## 課題 1
出典で、グループの各事業を担う会社として名前が出ている会社をすべて挙げよ。
## 課題 2
出典の「不動産事業では、関東地方の」で始まる段落を、主な事実を残して箇条書きにまとめよ。
## 課題 3
出典をもとに次の問いに答えよ。
(a) 2030年3月期の売上高目標はいくらか。
(b) 建設事業のセグメント別利益構成比は何パーセントか。
(c) 多田建設は創業何年以上の歴史を持つとされているか。

## 出典
————————
神山隆志氏:日神グループホールディングス代表取締役社長の神山です。本日はご多用の中、当社の2026年3月期中間決算説明会をご視聴いただき、誠にありがとうございます。本日のご説明内容は、スライドに記載の7点です。

日神グループHDの概要

まず、当社のことを初めて知る方に向けて、エグゼクティブサマリーとして、当社グループの事業構成、特徴、中期経営計画で目指している姿など、全体像についてご説明します。

当社グループは、「総合不動産・建設業」として、建設事業・不動産管理事業・不動産事業の3事業の推進を通じて、不動産の川上から川下までのバリューチェーンを網羅したグループ体制を構築しています。

2025年3月期におけるセグメント別の売上構成比と利益構成比は、スライド右側の円グラフのとおりです。売上構成比が大きいのは建設事業と不動産事業の2つで、全体の約86パーセントを占めています。その次に、不動産管理事業が約13パーセントを占めています。

一方、セグメント別利益構成比を見ると、建設事業が53パーセント、不動産事業が22パーセント、不動産管理事業が24パーセントとなっています。

事業内容について簡単にご説明します。建設事業は、創業100年以上の歴史を持つ多田建設が担っています。主にマンション建設に強みを持ち、当社グループ内のマンション建設を請け負うほか、グループ外のマンション建設が全体の9割程度を占める構成です。現在、最も好調な業績を上げており、利益率も改善傾向にあります。

不動産管理事業は、日神管財が担っています。自社で販売した不動産物件およびグループ外の不動産管理を行っています。

また、独自で一棟ものの不動産物件の開発や販売も行っています。管理事業自体が継続的なストック収益を生むうえ、比較的営業コストがかからない構造であるため、利益率が高いことが特徴です。さらに、ストック収益のさらなる積み上げを強化する取り組みを進めています。

不動産事業では、関東地方の1都3県を中心に住宅不動産の開発・販売を行っています。この事業は日神不動産と日神不動産投資顧問の2社が担っており、具体的には、分譲マンションの企画・開発・販売、戸建の企画・販売、投資用不動産の証券化事業など、幅広く手掛けています。

中期経営計画(1/3)新中期経営計画の位置付け

中期経営計画について簡単に概要をお伝えします。2030年3月期にグループ全体で売上高1,000億円、営業利益65億円の目標を掲げています。その中間地点として、2027年3月期に売上高880億円、営業利益50億円を目指しています。

中期経営計画(2/3)事業ポートフォリオの現状と目指す姿

収益性向上に向けた具体的な事業ポートフォリオの現状および目指す姿についてご説明します。

スライド左側には、前中期経営計画での事業ポートフォリオが示されています。横軸は営業利益率、縦軸は売上高成長率を表しており、3つの事業がプロットされています。水色で示されている不動産管理事業の営業利益率が最も高く、青色で示されている建設事業の営業利益率が最も低い状態にあることが確認できます。
————————
## 提供データ
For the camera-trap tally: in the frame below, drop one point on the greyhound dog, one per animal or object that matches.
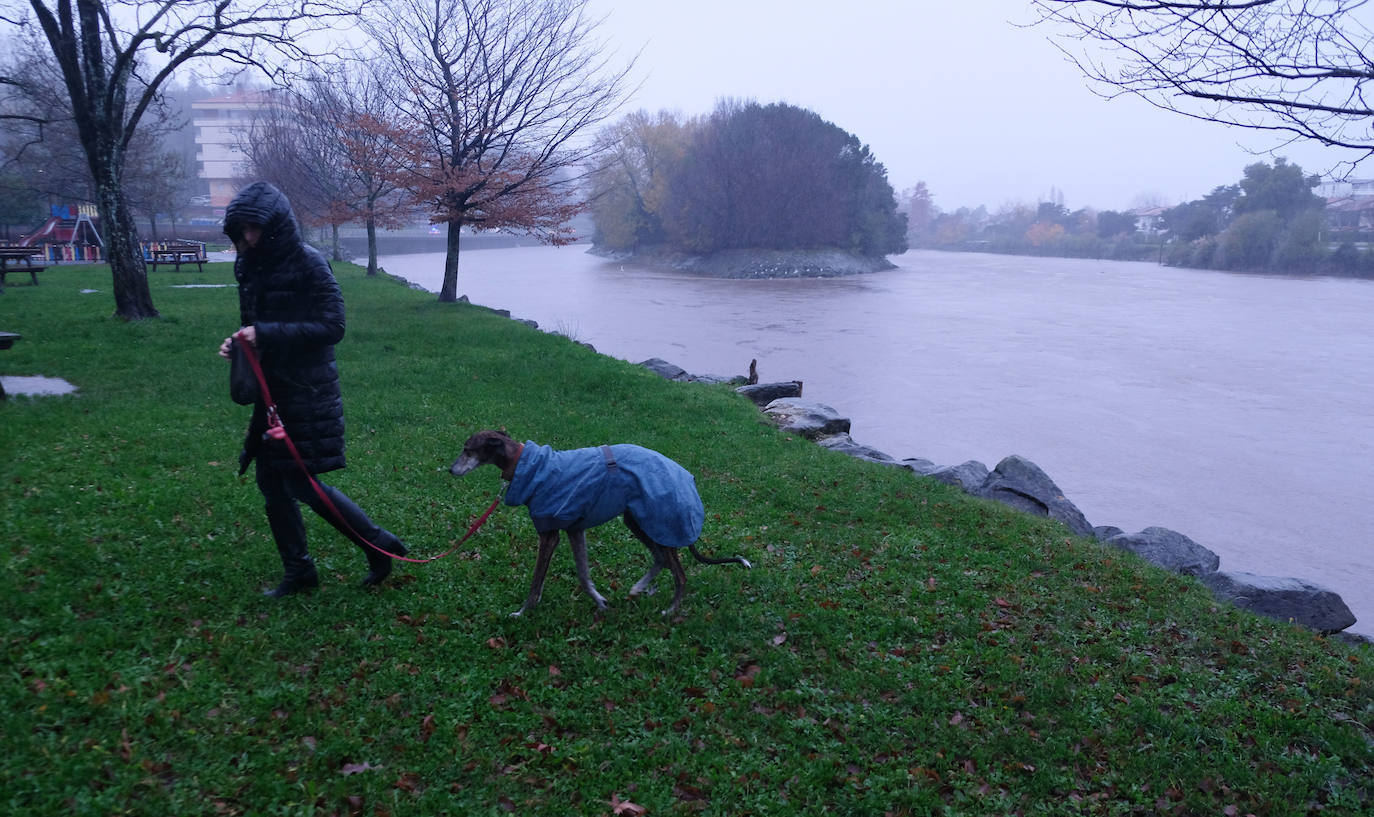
(573, 490)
————————
## 解答全文 1
- 多田建設
- 日神管財
- 日神不動産
- 日神不動産投資顧問

## 解答全文 2
- 対象地域：関東地方の1都3県が中心
- 内容：住宅不動産の開発・販売
- 担当：日神不動産、日神不動産投資顧問の2社
- 主な業務：
  - 分譲マンションの企画・開発・販売
  - 戸建の企画・販売
  - 投資用不動産の証券化事業

## 解答全文 3
(a) 1,000億円
(b) 53パーセント
(c) 100年以上